- Records to process:

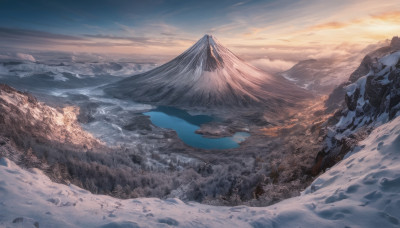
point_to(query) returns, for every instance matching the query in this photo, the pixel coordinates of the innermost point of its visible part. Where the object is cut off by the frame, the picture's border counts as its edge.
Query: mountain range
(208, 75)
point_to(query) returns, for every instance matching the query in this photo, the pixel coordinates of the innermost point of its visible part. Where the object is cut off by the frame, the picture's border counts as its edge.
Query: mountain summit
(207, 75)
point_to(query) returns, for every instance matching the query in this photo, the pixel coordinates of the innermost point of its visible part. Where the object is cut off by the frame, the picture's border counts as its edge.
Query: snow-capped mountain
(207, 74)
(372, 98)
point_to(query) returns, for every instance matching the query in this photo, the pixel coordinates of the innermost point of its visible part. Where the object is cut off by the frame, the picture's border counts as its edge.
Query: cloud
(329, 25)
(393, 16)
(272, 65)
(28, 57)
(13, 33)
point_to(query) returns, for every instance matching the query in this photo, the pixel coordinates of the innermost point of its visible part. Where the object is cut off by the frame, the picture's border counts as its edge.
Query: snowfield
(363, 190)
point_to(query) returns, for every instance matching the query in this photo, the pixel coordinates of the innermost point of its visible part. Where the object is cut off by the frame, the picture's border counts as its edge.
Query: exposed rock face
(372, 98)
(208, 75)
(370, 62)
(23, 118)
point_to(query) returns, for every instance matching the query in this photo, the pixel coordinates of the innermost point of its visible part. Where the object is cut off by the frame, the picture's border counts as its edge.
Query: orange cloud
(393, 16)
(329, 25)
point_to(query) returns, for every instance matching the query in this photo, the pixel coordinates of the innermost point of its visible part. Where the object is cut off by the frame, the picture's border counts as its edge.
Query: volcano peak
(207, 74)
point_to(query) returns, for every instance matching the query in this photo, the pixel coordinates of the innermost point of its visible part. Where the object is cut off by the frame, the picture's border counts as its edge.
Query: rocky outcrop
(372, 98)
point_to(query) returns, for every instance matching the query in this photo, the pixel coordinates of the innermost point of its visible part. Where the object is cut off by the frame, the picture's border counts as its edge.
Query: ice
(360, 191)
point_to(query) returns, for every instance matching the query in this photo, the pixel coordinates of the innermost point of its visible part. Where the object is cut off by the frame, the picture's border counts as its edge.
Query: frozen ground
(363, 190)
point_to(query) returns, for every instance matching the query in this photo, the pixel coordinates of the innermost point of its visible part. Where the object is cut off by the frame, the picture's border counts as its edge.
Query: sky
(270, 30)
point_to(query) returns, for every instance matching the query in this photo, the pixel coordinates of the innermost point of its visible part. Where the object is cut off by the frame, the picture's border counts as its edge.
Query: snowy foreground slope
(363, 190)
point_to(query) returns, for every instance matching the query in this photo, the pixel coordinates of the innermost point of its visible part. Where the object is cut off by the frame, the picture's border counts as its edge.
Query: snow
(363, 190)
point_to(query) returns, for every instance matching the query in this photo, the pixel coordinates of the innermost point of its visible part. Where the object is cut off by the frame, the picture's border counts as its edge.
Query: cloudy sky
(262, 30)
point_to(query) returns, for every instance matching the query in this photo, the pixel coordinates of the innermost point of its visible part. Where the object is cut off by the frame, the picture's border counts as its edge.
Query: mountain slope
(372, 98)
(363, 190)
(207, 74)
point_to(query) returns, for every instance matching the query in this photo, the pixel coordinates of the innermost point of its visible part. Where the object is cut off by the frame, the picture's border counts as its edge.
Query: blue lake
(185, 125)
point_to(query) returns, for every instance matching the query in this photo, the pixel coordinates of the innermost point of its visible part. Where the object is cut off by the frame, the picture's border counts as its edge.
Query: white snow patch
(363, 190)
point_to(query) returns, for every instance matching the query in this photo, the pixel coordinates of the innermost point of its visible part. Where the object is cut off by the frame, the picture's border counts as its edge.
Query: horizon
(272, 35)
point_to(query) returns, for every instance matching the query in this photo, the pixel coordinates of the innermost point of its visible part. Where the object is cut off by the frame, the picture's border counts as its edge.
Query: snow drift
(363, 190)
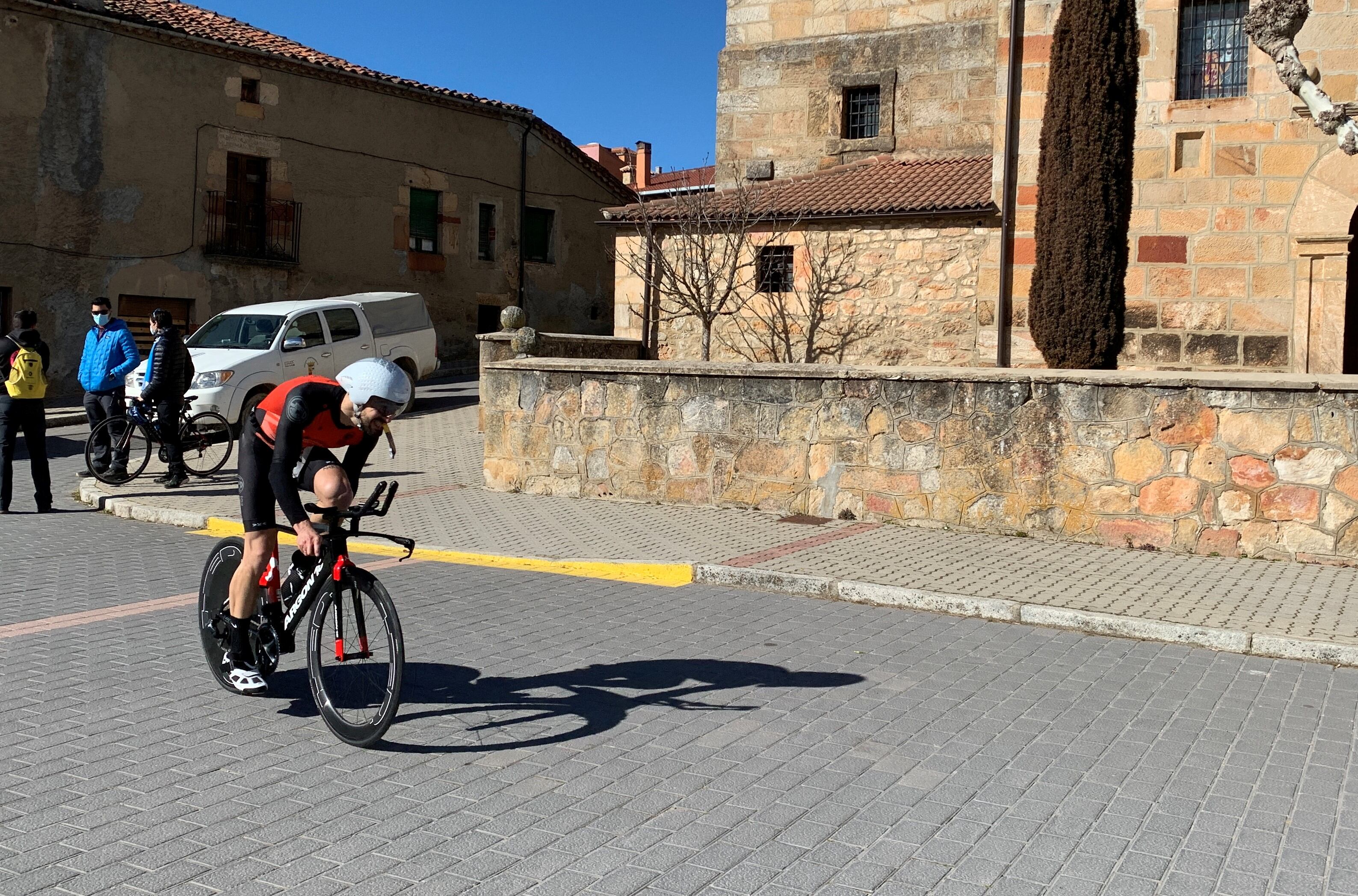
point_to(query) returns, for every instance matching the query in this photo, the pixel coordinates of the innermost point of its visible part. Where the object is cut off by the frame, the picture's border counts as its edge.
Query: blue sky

- Problem statement:
Your reply should restate the data above word for word and contain no pictures.

- Your solution:
point_to(query) returns, for every instance matching the query in this photo, the pixel coordinates of the innermost point of its visible part. Where the object is cut off by the frame, the picture's border counts as its edge.
Query: mountain range
(208, 75)
point_to(query) returns, for every instance matching the query in this photo, the pixel coordinates of the innermost point of its visible part. Where the object is cut off by the frame, the picture's border counts as its edge.
Query: mountain summit
(207, 75)
point_to(query) returns, for every instance matching the query in this photo, the pixel coordinates of the innermost point of its visible part. Where the object is cut off by the frame, the picture's border counts as its edge.
Query: snow-capped mountain
(207, 74)
(372, 98)
point_to(query) returns, for every instance matching the query in this photo, the pixel coordinates of the innermost point of its visible part. Where the object is cut off by the frame, the picture's border counts as its edge.
Query: cloud
(329, 25)
(393, 16)
(272, 65)
(28, 57)
(13, 33)
point_to(query) returns, for every instance matching the query in this photo, the pixel coordinates of the innermost point of its visible part. Where the object is cut off by the frame, the picture's border counts as its edge.
Query: snowfield
(363, 190)
point_to(query) returns, for every instance matching the query in this photo, the pixel coordinates of the innermost point of its visible part. Where the object is cut off by the frame, the picture's border counts as its edge.
Query: exposed rock face
(372, 98)
(208, 75)
(370, 62)
(23, 118)
point_to(query) returns, for every instance matching the query in this photo, the pixel coordinates of the innermost point of its visible part. Where the object is cut off by the frame, the picture's border counts as its edge.
Query: orange cloud
(393, 16)
(329, 25)
point_to(query) returns, for every instance matching the query in this photo, the pixel coordinates of the innermost point of its visible part. Where the object is cut off by the frame, the picture's border counts as its edge.
Query: volcano peak
(207, 74)
point_to(query) returns, for every instance matching the query in this photo, the pixel coordinates of the innermost point of its visible part. Where the object is cut off by the frame, the picture's border counts as its edge.
Query: rocky outcrop
(372, 98)
point_to(query) returns, for every instance matching the query in this photo, the pixel coordinates of the innermost point of its visible part. Where the object is cut off by the frame, the picture's border counts as its edge.
Query: ice
(360, 191)
point_to(query) returns, for every instance matching the query in this photo, the pixel coordinates of the innermost point of its visible part. Where the object is cut off by the frame, the picture's border counts as its edge.
Query: frozen ground
(363, 190)
point_to(query) returns, for every instance matching the query in this photo, the pixel coordinates of the innermost point of its visible part. Where the object is cut off by the frame, the picture's border counts as its edge.
Query: sky
(270, 30)
point_to(query) returns, for every instance matching the query in this photo, the pixel coordinates of the innermost point of its visible part. Where the object is cut off by the frame, the picture's border counts as its edge.
Query: snowy foreground slope
(363, 190)
point_to(query) returns, for every instance matching the query in this photo, the pixel coordinates of the innermost point of its visible part. Where the object is cut off by the frame, the picture's border counts as its edge.
Query: snow
(363, 190)
point_to(query) returns, for every instance matching the query in this photo, the pixel coordinates of the innermost point of its visible part. Where the object is cut off by the frame, the picture's border counts as its edge.
Query: cloudy sky
(262, 30)
point_to(query) returns, for every instance matching the query in this photo, the pixel coordinates of the innermost point of its visible part. Where the object is cut off by the frame, the picture's border counts as its edge.
Query: mountain slope
(372, 98)
(363, 190)
(207, 74)
point_to(query) returns, for every instance matching the query in this photo, the pixel coordinates of the innermost point of its visible part. Where the object is cut off by the frame, the picture's border counts as its edge.
Query: blue lake
(185, 125)
point_to(query) returns, for every instance matching the query in this photo, the pixel coordinates of the innermost point of its visible part. Where the object is cut off by the frame, the picture's border counts as its edge.
Query: white snow patch
(363, 190)
point_to(query) returns, for every instance matching the query in this photo, the pixel coordinates of the innermost point of its visible part. Where the object is cut off by the frame, the picture's border counts as its edge.
Query: horizon
(272, 35)
point_to(query) returns, for every instance matching the query in this photo, the pixel coordinates of the innermost point of its visible part. Where the object is cut off by the frame, the picture's border counts as its edge.
Query: snow drift
(363, 190)
point_to(query) returns, for every instance matching the query in this photo, the pixel coordinates of the innermost point of its visible part. Where the object is cut off by the frame, the picture's border counts as its edge.
Query: blue sky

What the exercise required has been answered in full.